▶ **What is needed**
Give again the lines from the line with "Task: find each instance of the dense" to the last line of the records, exactly and in full. Do not carry over any pictures.

▶ **Entries**
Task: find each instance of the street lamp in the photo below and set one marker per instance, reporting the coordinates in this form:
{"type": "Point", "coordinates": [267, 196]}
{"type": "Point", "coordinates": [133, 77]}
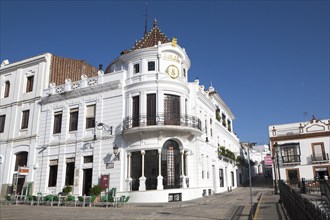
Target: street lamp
{"type": "Point", "coordinates": [273, 159]}
{"type": "Point", "coordinates": [276, 161]}
{"type": "Point", "coordinates": [103, 127]}
{"type": "Point", "coordinates": [115, 151]}
{"type": "Point", "coordinates": [277, 151]}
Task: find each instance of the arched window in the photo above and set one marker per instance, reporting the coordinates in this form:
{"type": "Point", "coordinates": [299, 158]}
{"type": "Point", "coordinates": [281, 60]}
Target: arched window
{"type": "Point", "coordinates": [171, 165]}
{"type": "Point", "coordinates": [18, 181]}
{"type": "Point", "coordinates": [7, 89]}
{"type": "Point", "coordinates": [21, 160]}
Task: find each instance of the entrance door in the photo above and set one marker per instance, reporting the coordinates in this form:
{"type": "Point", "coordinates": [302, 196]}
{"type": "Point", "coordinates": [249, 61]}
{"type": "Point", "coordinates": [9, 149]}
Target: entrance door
{"type": "Point", "coordinates": [293, 176]}
{"type": "Point", "coordinates": [87, 181]}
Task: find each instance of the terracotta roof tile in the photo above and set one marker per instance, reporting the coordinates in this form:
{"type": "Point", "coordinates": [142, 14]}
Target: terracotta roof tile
{"type": "Point", "coordinates": [66, 68]}
{"type": "Point", "coordinates": [151, 38]}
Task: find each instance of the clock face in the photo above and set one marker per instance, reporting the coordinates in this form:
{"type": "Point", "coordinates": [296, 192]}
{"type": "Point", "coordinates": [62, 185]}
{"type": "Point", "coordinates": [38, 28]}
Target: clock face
{"type": "Point", "coordinates": [173, 71]}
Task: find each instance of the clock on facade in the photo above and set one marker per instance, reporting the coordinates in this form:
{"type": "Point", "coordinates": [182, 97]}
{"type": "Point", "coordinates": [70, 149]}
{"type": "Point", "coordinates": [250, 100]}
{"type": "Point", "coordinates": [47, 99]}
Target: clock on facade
{"type": "Point", "coordinates": [172, 71]}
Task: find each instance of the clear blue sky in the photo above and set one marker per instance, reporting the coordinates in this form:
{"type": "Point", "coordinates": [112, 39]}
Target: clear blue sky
{"type": "Point", "coordinates": [269, 60]}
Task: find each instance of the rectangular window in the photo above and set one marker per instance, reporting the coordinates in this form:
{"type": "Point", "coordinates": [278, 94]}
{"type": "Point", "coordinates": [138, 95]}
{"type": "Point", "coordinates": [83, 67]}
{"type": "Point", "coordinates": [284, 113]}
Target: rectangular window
{"type": "Point", "coordinates": [25, 119]}
{"type": "Point", "coordinates": [229, 125]}
{"type": "Point", "coordinates": [7, 89]}
{"type": "Point", "coordinates": [224, 120]}
{"type": "Point", "coordinates": [290, 152]}
{"type": "Point", "coordinates": [151, 66]}
{"type": "Point", "coordinates": [221, 178]}
{"type": "Point", "coordinates": [136, 111]}
{"type": "Point", "coordinates": [88, 159]}
{"type": "Point", "coordinates": [57, 122]}
{"type": "Point", "coordinates": [90, 116]}
{"type": "Point", "coordinates": [2, 123]}
{"type": "Point", "coordinates": [318, 152]}
{"type": "Point", "coordinates": [151, 109]}
{"type": "Point", "coordinates": [73, 124]}
{"type": "Point", "coordinates": [136, 68]}
{"type": "Point", "coordinates": [29, 83]}
{"type": "Point", "coordinates": [172, 110]}
{"type": "Point", "coordinates": [53, 166]}
{"type": "Point", "coordinates": [69, 175]}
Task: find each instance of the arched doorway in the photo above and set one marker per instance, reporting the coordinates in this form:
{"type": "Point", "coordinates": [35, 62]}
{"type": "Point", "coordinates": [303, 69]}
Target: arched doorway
{"type": "Point", "coordinates": [171, 165]}
{"type": "Point", "coordinates": [18, 180]}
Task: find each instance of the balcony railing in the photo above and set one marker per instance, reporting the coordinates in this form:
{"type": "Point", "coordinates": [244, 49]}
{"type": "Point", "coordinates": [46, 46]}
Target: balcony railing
{"type": "Point", "coordinates": [291, 159]}
{"type": "Point", "coordinates": [160, 119]}
{"type": "Point", "coordinates": [320, 158]}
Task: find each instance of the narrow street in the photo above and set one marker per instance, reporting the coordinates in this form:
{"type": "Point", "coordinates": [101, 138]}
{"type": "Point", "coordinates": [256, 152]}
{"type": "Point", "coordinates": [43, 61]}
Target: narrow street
{"type": "Point", "coordinates": [230, 205]}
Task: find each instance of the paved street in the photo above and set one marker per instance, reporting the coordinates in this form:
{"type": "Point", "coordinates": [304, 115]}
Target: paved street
{"type": "Point", "coordinates": [233, 205]}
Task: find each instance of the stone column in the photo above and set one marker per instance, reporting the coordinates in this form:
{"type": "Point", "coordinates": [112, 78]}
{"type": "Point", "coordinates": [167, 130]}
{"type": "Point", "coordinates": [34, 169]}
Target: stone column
{"type": "Point", "coordinates": [129, 179]}
{"type": "Point", "coordinates": [160, 178]}
{"type": "Point", "coordinates": [186, 168]}
{"type": "Point", "coordinates": [142, 179]}
{"type": "Point", "coordinates": [182, 177]}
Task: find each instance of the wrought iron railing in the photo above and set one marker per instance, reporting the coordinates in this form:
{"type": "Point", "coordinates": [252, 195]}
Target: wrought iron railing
{"type": "Point", "coordinates": [299, 207]}
{"type": "Point", "coordinates": [162, 119]}
{"type": "Point", "coordinates": [325, 190]}
{"type": "Point", "coordinates": [291, 159]}
{"type": "Point", "coordinates": [320, 157]}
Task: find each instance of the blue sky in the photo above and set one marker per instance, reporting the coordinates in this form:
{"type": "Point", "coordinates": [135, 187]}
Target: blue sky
{"type": "Point", "coordinates": [269, 60]}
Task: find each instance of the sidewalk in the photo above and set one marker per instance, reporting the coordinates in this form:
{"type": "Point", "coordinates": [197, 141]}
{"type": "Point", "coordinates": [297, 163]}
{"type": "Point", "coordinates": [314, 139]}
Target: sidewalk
{"type": "Point", "coordinates": [269, 207]}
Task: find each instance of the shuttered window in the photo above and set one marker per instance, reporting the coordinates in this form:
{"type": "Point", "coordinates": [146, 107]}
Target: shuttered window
{"type": "Point", "coordinates": [136, 111]}
{"type": "Point", "coordinates": [29, 83]}
{"type": "Point", "coordinates": [151, 109]}
{"type": "Point", "coordinates": [73, 125]}
{"type": "Point", "coordinates": [172, 110]}
{"type": "Point", "coordinates": [57, 122]}
{"type": "Point", "coordinates": [25, 119]}
{"type": "Point", "coordinates": [90, 116]}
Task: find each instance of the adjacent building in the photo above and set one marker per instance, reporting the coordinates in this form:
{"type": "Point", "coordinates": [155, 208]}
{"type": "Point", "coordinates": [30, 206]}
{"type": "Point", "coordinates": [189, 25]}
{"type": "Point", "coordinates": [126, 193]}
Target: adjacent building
{"type": "Point", "coordinates": [22, 86]}
{"type": "Point", "coordinates": [301, 150]}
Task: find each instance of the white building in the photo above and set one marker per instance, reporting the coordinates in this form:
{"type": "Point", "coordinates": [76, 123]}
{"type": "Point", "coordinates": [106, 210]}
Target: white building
{"type": "Point", "coordinates": [167, 130]}
{"type": "Point", "coordinates": [302, 149]}
{"type": "Point", "coordinates": [22, 85]}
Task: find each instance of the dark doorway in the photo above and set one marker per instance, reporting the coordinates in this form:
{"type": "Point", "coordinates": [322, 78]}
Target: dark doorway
{"type": "Point", "coordinates": [136, 169]}
{"type": "Point", "coordinates": [20, 183]}
{"type": "Point", "coordinates": [151, 169]}
{"type": "Point", "coordinates": [171, 165]}
{"type": "Point", "coordinates": [87, 181]}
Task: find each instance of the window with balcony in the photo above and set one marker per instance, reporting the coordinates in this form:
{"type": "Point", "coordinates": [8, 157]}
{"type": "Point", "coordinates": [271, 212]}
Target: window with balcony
{"type": "Point", "coordinates": [53, 166]}
{"type": "Point", "coordinates": [2, 123]}
{"type": "Point", "coordinates": [136, 111]}
{"type": "Point", "coordinates": [172, 110]}
{"type": "Point", "coordinates": [7, 89]}
{"type": "Point", "coordinates": [73, 124]}
{"type": "Point", "coordinates": [151, 109]}
{"type": "Point", "coordinates": [69, 174]}
{"type": "Point", "coordinates": [224, 119]}
{"type": "Point", "coordinates": [25, 119]}
{"type": "Point", "coordinates": [319, 152]}
{"type": "Point", "coordinates": [290, 152]}
{"type": "Point", "coordinates": [29, 83]}
{"type": "Point", "coordinates": [57, 122]}
{"type": "Point", "coordinates": [90, 116]}
{"type": "Point", "coordinates": [136, 68]}
{"type": "Point", "coordinates": [151, 66]}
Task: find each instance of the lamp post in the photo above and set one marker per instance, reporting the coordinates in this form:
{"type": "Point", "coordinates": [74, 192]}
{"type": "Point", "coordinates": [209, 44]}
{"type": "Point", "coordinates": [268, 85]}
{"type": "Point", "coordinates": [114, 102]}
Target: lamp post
{"type": "Point", "coordinates": [250, 179]}
{"type": "Point", "coordinates": [276, 150]}
{"type": "Point", "coordinates": [277, 146]}
{"type": "Point", "coordinates": [275, 181]}
{"type": "Point", "coordinates": [115, 151]}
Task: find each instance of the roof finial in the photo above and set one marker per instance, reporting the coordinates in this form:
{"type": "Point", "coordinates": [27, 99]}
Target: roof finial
{"type": "Point", "coordinates": [155, 22]}
{"type": "Point", "coordinates": [146, 19]}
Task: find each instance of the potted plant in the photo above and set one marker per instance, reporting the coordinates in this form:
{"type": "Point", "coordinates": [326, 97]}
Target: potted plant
{"type": "Point", "coordinates": [96, 191]}
{"type": "Point", "coordinates": [67, 190]}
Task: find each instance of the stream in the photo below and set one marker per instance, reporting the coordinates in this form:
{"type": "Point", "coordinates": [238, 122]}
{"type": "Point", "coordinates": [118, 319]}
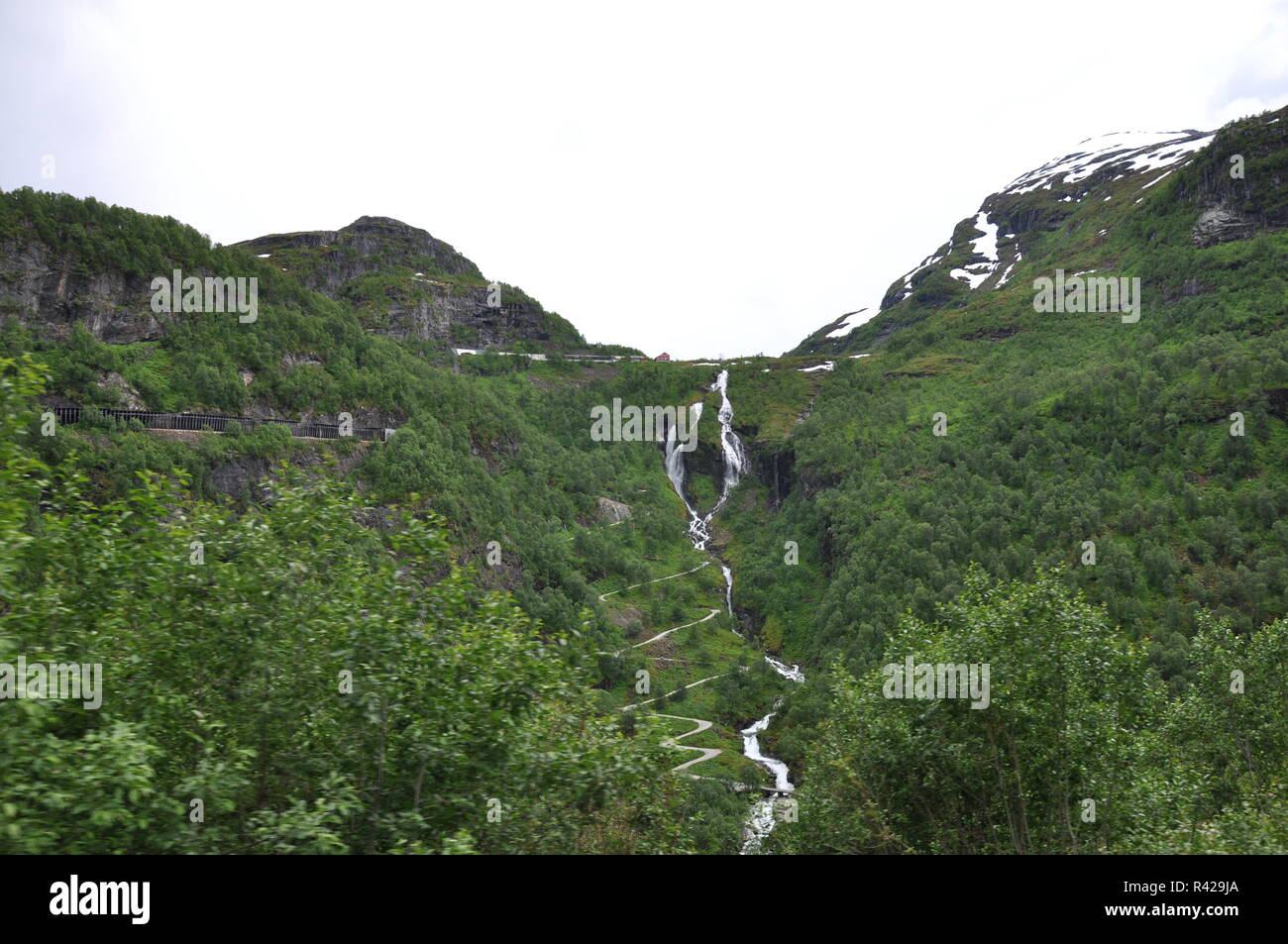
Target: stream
{"type": "Point", "coordinates": [761, 819]}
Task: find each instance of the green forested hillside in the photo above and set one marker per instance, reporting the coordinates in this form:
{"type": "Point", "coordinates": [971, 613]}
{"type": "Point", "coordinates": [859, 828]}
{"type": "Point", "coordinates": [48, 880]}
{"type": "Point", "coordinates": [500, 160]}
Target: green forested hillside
{"type": "Point", "coordinates": [1060, 429]}
{"type": "Point", "coordinates": [1091, 506]}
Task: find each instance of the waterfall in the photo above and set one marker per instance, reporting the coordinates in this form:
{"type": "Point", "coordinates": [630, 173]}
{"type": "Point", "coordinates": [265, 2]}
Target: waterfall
{"type": "Point", "coordinates": [763, 815]}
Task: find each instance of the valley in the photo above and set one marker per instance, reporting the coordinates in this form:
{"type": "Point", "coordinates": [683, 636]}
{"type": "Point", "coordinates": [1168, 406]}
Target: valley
{"type": "Point", "coordinates": [542, 595]}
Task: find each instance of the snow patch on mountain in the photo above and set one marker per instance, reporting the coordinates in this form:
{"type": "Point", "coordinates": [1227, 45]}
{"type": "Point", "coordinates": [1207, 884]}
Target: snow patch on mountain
{"type": "Point", "coordinates": [1136, 151]}
{"type": "Point", "coordinates": [851, 321]}
{"type": "Point", "coordinates": [984, 245]}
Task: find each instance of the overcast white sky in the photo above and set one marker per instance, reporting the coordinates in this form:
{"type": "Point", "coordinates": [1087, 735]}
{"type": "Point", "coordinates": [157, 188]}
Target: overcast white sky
{"type": "Point", "coordinates": [698, 178]}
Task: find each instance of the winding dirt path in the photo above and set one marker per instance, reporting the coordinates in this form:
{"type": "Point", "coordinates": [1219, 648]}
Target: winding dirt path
{"type": "Point", "coordinates": [610, 592]}
{"type": "Point", "coordinates": [703, 752]}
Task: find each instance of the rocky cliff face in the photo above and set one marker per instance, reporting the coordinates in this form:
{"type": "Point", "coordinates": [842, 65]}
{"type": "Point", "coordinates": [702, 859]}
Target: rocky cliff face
{"type": "Point", "coordinates": [327, 261]}
{"type": "Point", "coordinates": [400, 281]}
{"type": "Point", "coordinates": [406, 283]}
{"type": "Point", "coordinates": [50, 294]}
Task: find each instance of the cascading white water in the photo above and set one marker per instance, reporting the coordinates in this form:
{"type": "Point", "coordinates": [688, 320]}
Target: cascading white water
{"type": "Point", "coordinates": [763, 816]}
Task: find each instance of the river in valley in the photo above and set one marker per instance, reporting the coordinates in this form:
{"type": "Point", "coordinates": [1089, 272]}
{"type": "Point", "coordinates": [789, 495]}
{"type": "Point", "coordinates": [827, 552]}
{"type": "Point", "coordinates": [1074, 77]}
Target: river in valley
{"type": "Point", "coordinates": [763, 816]}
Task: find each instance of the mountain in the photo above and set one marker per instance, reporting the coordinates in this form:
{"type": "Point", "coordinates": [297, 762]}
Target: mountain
{"type": "Point", "coordinates": [1064, 213]}
{"type": "Point", "coordinates": [406, 283]}
{"type": "Point", "coordinates": [1085, 507]}
{"type": "Point", "coordinates": [65, 262]}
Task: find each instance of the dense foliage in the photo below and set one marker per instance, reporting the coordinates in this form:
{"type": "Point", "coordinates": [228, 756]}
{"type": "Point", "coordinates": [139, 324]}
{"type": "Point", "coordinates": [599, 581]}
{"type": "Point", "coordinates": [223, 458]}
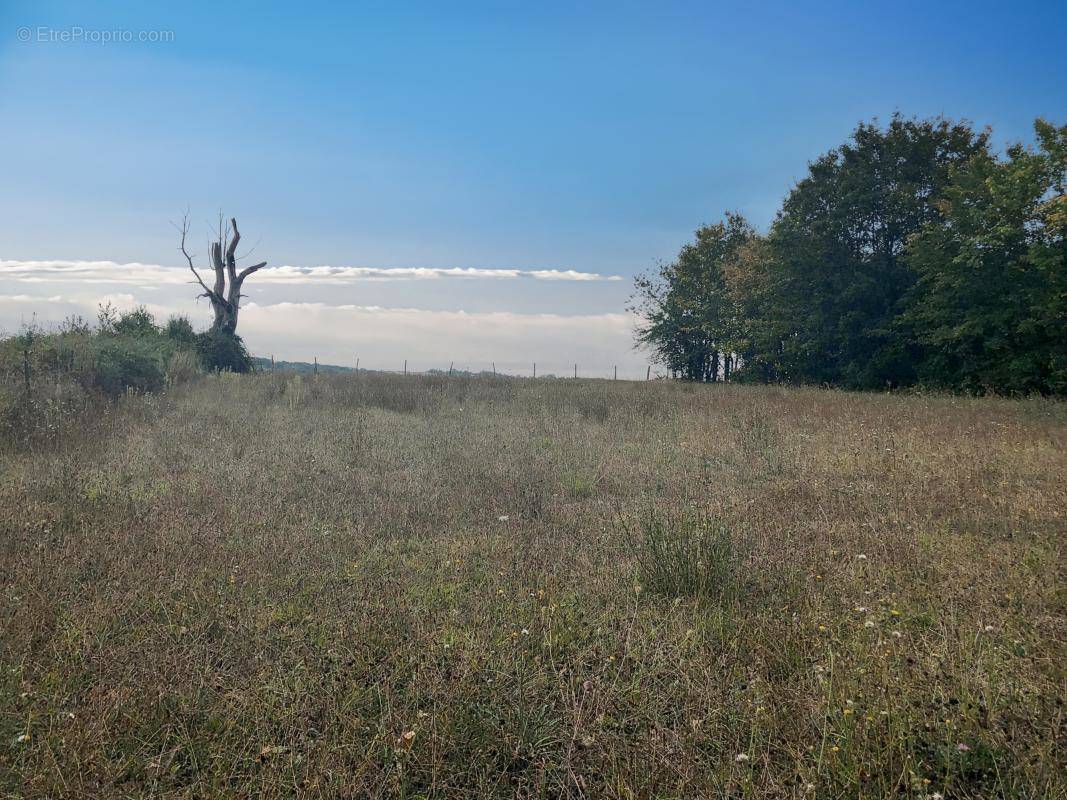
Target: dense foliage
{"type": "Point", "coordinates": [52, 376]}
{"type": "Point", "coordinates": [911, 255]}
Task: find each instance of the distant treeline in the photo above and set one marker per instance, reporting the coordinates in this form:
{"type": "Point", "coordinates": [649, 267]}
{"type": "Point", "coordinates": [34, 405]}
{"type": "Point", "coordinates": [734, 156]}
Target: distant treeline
{"type": "Point", "coordinates": [912, 255]}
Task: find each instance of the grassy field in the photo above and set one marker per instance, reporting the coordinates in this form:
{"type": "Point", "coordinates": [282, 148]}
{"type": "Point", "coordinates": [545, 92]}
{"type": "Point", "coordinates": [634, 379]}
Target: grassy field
{"type": "Point", "coordinates": [428, 587]}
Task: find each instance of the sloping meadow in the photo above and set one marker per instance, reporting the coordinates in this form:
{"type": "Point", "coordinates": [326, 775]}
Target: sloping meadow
{"type": "Point", "coordinates": [353, 586]}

▶ **Written answer**
Task: find each instance of the dense foliage in the photo below and set one marker per instance, reporting the coordinates in this form:
{"type": "Point", "coordinates": [228, 756]}
{"type": "Point", "coordinates": [139, 324]}
{"type": "Point", "coordinates": [599, 581]}
{"type": "Point", "coordinates": [223, 458]}
Target: dense foliage
{"type": "Point", "coordinates": [52, 376]}
{"type": "Point", "coordinates": [911, 255]}
Task: find each instance of the distant treeline in the photo above and set one marker per instance, reporting the coordinates in this form:
{"type": "Point", "coordinates": [649, 267]}
{"type": "Point", "coordinates": [34, 405]}
{"type": "Point", "coordinates": [734, 156]}
Target: distant treeline
{"type": "Point", "coordinates": [912, 255]}
Task: find each instance of the grassy field in the photo above and set one marker per instance, reporting the coordinates in this form:
{"type": "Point", "coordinates": [282, 148]}
{"type": "Point", "coordinates": [545, 92]}
{"type": "Point", "coordinates": [634, 379]}
Target: grassy field
{"type": "Point", "coordinates": [428, 587]}
Task: find each instance of the sloping meadow in the photo above and set one marker per instance, reporting the coordinates in this form:
{"type": "Point", "coordinates": [326, 775]}
Target: sloping meadow
{"type": "Point", "coordinates": [353, 586]}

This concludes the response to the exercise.